Troubleshooting resources for machine sets that enable ultra disks

Use the information in this section to understand and recover from issues you might encounter.

Incorrect ultra disk configuration

If an incorrect configuration of the ultraSSDCapability parameter is specified in the machine set, the machine provisioning fails.

For example, if the ultraSSDCapability parameter is set to Disabled, but an ultra disk is specified in the dataDisks parameter, the following error message appears:

StorageAccountType UltraSSD_LRS can be used only when additionalCapabilities.ultraSSDEnabled is set.
  • To resolve this issue, verify that your machine set configuration is correct.

Unsupported disk parameters

If a region, availability zone, or instance size that is not compatible with ultra disks is specified in the machine set, the machine provisioning fails. Check the logs for the following error message:

failed to create vm <machine_name>: failure sending request for machine <machine_name>: cannot create vm: compute.VirtualMachinesClient#CreateOrUpdate: Failure sending request: StatusCode=400 -- Original Error: Code="BadRequest" Message="Storage Account type 'UltraSSD_LRS' is not supported <more_information_about_why>."
  • To resolve this issue, verify that you are using this feature in a supported environment and that your machine set configuration is correct.

Unable to delete disks

If the deletion of ultra disks as data disks is not working as expected, the machines are deleted and the data disks are orphaned. You must delete the orphaned disks manually if desired.

Enabling customer-managed encryption keys for a machine set

You can supply an encryption key to Azure to encrypt data on managed disks at rest. You can enable server-side encryption with customer-managed keys by using the Machine API.

▸ EXCERPTED DATA

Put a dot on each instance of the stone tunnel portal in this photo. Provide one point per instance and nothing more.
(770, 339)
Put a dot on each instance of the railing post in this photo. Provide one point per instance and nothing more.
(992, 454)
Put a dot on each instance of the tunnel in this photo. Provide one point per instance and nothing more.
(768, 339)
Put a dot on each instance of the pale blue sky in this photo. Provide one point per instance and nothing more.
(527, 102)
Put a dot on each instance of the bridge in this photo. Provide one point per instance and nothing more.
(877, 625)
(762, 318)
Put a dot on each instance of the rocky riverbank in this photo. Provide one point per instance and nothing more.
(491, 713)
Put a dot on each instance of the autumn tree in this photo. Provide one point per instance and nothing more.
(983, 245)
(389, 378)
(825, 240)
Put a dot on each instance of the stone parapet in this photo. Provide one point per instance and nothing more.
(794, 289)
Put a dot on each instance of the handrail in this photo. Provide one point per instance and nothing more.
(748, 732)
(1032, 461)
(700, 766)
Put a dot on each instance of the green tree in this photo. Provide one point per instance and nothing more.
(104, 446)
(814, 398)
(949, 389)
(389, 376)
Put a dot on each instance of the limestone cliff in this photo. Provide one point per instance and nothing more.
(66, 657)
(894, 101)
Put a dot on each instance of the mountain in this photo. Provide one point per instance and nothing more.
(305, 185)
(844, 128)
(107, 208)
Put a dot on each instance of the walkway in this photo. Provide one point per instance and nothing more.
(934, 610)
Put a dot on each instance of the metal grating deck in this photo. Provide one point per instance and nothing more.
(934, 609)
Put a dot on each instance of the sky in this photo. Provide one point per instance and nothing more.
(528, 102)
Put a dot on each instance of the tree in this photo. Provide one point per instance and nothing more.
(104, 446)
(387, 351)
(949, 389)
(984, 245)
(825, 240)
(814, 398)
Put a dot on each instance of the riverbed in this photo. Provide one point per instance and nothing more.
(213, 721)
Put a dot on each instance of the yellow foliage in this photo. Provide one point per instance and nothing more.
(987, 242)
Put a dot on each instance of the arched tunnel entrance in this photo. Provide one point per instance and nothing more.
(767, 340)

▸ STUDY QUESTIONS
a – Answer these questions from the ultra disk troubleshooting text, one line each:
(i) In the example of an incorrect configuration, what is the ultraSSDCapability parameter set to?
(ii) What happens to the data disks when deletion of ultra disks as data disks does not work as expected?
(iii) What can be used to enable server-side encryption with customer-managed keys?
b – Condense the paragraph of the ultra disk troubleshooting text that begins "If the deletion of ultra disks as data disks" into one shorter sentence that keeps its main facts.

▸ EXERCISE RESPONSES
a –
(i) Disabled.
(ii) The machines are deleted and the data disks are orphaned.
(iii) The Machine API.

b – When deleting ultra disks used as data disks does not work as expected, the machines are deleted but the data disks are left orphaned and must be deleted manually if desired.